## What the task asks
Copy the part of the widow's story between "She endured the" and "her late husband.", inclusive, swapping each "organization" for "charity".

## Exercise text
============================================================

CAST OUT BY CUSTOM – A WIDOW’S TRIUMPH OVER CUSTOMARY LAW
The Goat Foundation has been at the forefront of highlighting widows’ triumph over adversity and circumstance. It is always hopeful and delightful whenever we encounter a case where communities work together to help one of their own emerge from debilitating conditions. Such a case was that of Mary through whom it was demonstrated that retrogressive customs and traditional laws that discriminate against widows could be overcome.
Mary had been married to her husband for ten years before he was diagnosed with cancer. At the time, she and her family did not have enough money to transport him to a reputable hospital for treatment. John died just a few weeks after his doctor confirmed that his cancer had progressed to stage 4.
Shortly after her husband’s death, Mary’s life quickly became unbearable. Things became difficult. She couldn’t send her children to school or feed them. Everything she and her late husband had spent years building was now under threat of being taken away. In their customary law, women were not allowed to inherit from the estates of their deceased husbands. To enforce that, they harassed her and ordered her to vacate the property where she and her husband had lived for nearly ten years.
She endured the suffering until she learned that a local Kilifi town community-based non-profit organization that looks after the plight of widows could assist her with her case. She showed up there, and the organization assisted her in getting legal representation, which resulted in a favourable ruling that allowed her to stay and raise her children in the home where they had been living with her late husband.

============================================================

## Dataset excerpts
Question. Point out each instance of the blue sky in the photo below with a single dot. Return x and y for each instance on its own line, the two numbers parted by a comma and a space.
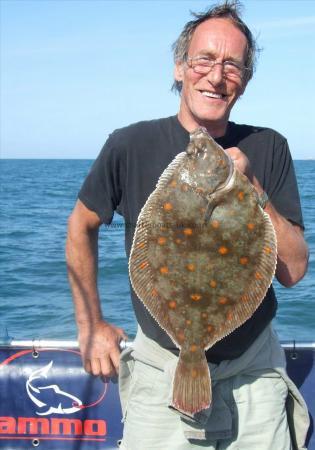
74, 70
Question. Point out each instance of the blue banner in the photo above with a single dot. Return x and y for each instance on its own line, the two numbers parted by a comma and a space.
48, 401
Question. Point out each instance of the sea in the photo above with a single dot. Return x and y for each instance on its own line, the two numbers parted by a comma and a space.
37, 197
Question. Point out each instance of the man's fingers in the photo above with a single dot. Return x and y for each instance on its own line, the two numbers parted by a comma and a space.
115, 357
108, 370
96, 366
87, 366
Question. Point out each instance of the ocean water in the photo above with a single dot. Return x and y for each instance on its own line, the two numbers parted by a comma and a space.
37, 197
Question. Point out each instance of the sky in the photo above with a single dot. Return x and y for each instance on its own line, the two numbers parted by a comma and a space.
72, 71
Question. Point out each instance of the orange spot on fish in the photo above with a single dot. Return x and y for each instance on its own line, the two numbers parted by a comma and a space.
180, 336
194, 373
215, 224
168, 206
240, 195
196, 297
244, 260
258, 276
229, 316
172, 304
223, 301
223, 250
188, 231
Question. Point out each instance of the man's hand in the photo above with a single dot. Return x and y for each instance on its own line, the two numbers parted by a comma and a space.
240, 161
99, 345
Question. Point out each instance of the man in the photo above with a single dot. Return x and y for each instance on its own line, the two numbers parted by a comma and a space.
214, 60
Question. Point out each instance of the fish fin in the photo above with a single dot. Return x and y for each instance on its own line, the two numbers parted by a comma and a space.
192, 384
209, 211
257, 288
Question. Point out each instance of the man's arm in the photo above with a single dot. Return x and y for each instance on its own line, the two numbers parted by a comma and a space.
292, 249
98, 340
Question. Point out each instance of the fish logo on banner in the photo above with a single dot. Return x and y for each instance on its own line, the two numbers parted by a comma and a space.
67, 403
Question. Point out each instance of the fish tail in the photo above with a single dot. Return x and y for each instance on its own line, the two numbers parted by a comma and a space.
192, 383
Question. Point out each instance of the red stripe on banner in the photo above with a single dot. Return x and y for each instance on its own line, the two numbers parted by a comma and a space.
40, 438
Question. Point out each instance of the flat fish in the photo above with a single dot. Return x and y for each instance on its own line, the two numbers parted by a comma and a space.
203, 256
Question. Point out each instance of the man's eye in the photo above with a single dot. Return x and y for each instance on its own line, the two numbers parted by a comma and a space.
204, 61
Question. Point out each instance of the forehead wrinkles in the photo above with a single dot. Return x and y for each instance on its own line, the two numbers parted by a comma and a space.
219, 38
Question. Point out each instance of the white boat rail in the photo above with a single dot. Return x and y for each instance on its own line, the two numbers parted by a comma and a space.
73, 344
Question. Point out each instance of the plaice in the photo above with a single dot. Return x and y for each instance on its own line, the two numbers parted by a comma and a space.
203, 256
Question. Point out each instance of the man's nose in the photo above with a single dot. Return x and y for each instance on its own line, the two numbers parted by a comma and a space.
216, 75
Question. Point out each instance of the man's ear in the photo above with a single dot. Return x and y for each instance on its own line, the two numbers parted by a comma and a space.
179, 71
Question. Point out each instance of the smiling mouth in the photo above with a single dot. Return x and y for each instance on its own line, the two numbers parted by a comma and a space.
213, 95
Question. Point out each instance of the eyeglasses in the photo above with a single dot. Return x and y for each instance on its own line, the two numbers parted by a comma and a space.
203, 65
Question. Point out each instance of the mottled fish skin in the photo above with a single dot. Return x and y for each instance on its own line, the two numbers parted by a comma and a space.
203, 257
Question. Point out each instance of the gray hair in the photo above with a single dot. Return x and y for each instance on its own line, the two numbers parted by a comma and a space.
230, 9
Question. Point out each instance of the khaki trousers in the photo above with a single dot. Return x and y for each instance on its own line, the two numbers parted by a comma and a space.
249, 407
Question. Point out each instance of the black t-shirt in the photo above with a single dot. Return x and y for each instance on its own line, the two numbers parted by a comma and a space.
127, 170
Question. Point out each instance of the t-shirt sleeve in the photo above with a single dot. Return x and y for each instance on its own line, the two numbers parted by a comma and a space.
283, 189
101, 190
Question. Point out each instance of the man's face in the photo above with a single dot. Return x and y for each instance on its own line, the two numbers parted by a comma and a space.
206, 100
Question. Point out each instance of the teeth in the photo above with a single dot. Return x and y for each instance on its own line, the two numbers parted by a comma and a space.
211, 94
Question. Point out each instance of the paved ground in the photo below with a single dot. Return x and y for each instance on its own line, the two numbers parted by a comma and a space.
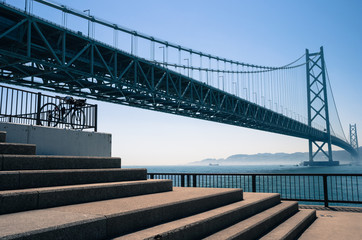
335, 223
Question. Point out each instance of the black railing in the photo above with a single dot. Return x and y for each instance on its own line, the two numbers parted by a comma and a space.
326, 188
30, 108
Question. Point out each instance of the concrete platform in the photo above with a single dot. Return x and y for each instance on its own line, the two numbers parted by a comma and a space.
38, 198
17, 148
104, 219
202, 224
42, 162
335, 225
45, 178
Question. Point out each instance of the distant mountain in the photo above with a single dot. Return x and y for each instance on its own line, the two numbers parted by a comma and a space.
274, 159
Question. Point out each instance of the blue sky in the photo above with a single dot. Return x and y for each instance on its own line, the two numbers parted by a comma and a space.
270, 33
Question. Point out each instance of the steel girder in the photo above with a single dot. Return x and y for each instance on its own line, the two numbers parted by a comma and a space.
38, 54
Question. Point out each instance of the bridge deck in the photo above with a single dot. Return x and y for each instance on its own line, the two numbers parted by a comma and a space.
39, 54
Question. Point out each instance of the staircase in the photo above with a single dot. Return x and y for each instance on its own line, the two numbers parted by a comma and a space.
56, 197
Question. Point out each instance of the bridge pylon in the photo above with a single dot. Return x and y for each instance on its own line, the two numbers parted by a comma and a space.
353, 139
318, 108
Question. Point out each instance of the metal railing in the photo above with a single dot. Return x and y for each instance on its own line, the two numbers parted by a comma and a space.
326, 188
31, 108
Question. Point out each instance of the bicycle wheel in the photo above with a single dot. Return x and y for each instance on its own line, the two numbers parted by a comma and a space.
49, 115
78, 119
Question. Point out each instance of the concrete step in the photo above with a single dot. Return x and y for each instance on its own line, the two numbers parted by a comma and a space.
106, 219
17, 148
2, 136
43, 162
293, 227
38, 198
257, 225
203, 224
46, 178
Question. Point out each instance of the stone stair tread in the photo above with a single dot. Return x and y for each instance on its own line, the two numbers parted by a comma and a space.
194, 223
38, 198
293, 226
78, 186
46, 162
247, 227
111, 216
21, 179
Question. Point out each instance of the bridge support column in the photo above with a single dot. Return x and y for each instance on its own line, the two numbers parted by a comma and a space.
353, 139
318, 113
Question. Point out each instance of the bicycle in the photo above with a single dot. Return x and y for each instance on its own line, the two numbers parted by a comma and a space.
69, 110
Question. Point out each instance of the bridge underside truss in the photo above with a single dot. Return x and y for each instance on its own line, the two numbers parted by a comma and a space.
38, 54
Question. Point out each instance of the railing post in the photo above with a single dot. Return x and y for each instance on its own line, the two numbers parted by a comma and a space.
253, 182
325, 190
194, 180
95, 117
188, 180
182, 180
38, 109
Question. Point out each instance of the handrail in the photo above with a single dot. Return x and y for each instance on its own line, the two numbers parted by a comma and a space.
340, 188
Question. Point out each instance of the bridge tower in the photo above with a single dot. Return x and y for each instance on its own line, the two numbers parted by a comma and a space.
318, 107
353, 136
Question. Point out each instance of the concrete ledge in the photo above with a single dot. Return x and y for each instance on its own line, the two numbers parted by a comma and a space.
17, 148
47, 178
40, 162
37, 198
52, 225
121, 223
55, 141
71, 222
255, 226
201, 225
292, 227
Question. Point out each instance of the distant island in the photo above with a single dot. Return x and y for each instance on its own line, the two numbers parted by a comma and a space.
274, 159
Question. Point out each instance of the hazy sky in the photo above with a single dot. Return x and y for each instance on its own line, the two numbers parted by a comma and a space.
270, 33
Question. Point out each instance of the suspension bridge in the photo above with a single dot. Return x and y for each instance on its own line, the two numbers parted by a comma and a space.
135, 69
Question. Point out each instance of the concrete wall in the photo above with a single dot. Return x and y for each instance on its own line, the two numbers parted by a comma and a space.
54, 141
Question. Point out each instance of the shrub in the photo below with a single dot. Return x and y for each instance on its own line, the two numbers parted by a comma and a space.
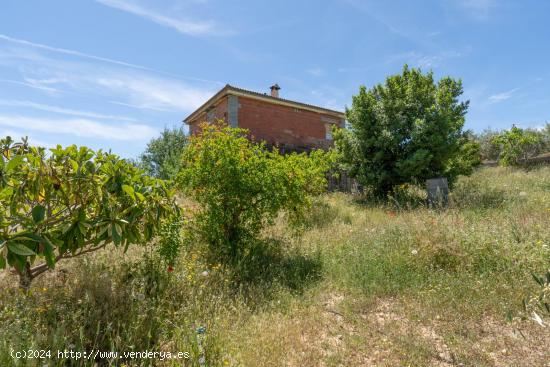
162, 156
517, 144
406, 131
71, 202
241, 186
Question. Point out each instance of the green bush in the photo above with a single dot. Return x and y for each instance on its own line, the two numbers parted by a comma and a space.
71, 202
241, 186
517, 144
162, 156
406, 131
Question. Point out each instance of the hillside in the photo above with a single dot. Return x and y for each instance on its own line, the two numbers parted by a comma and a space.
360, 284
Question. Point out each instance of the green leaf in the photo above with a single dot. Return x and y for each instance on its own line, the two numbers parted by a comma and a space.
6, 192
14, 162
129, 190
20, 249
38, 213
48, 253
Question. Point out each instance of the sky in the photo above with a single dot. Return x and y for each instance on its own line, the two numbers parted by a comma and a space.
112, 74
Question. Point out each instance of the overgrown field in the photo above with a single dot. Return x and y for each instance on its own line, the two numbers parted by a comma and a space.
361, 284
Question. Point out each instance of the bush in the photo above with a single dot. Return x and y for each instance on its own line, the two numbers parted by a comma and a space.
241, 186
162, 157
71, 202
406, 131
518, 144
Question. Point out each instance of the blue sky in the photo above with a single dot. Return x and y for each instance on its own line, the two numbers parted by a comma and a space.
112, 73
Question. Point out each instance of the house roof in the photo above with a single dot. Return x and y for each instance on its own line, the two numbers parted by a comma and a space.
231, 90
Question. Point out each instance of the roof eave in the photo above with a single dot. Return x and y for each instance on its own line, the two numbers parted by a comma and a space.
228, 89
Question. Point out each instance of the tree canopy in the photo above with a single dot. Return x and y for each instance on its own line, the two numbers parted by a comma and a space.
407, 130
69, 202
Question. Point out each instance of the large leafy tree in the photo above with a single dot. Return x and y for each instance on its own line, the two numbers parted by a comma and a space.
69, 202
162, 155
406, 131
241, 186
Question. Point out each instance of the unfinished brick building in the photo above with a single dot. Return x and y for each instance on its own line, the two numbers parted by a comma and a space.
289, 125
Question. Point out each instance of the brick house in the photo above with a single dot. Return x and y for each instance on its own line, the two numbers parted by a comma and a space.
289, 125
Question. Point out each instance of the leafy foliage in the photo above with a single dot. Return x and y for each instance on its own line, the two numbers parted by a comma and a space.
517, 144
514, 144
406, 131
170, 240
162, 155
71, 202
241, 186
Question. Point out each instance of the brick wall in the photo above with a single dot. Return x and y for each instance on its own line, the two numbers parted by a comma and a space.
284, 125
277, 124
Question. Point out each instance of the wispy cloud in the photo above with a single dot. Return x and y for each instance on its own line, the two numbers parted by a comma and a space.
30, 85
479, 9
503, 96
127, 84
181, 24
61, 110
84, 55
422, 60
79, 127
316, 71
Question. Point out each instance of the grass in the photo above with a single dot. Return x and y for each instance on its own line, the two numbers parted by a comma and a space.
361, 284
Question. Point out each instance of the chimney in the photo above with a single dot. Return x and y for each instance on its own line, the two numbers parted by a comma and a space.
275, 90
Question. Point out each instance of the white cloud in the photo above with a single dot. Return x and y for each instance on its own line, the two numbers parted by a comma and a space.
19, 54
154, 93
479, 9
128, 86
30, 85
503, 96
419, 59
79, 127
182, 25
61, 110
316, 71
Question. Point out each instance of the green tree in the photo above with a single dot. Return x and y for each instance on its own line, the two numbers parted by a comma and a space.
241, 186
517, 144
70, 202
162, 156
488, 148
405, 131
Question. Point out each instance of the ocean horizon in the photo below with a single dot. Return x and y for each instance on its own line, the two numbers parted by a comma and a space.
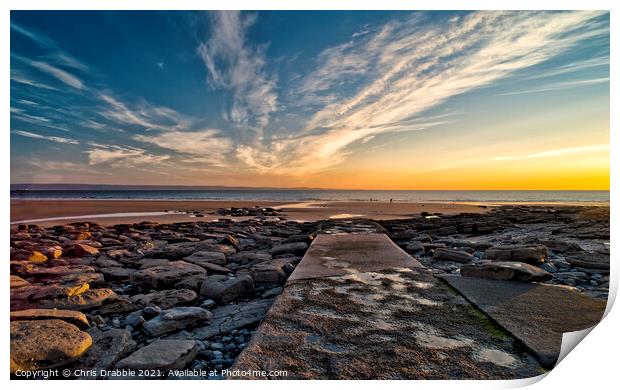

============================================================

## Answer box
She endured the suffering until she learned that a local Kilifi town community-based non-profit charity that looks after the plight of widows could assist her with her case. She showed up there, and the charity assisted her in getting legal representation, which resulted in a favourable ruling that allowed her to stay and raise her children in the home where they had been living with her late husband.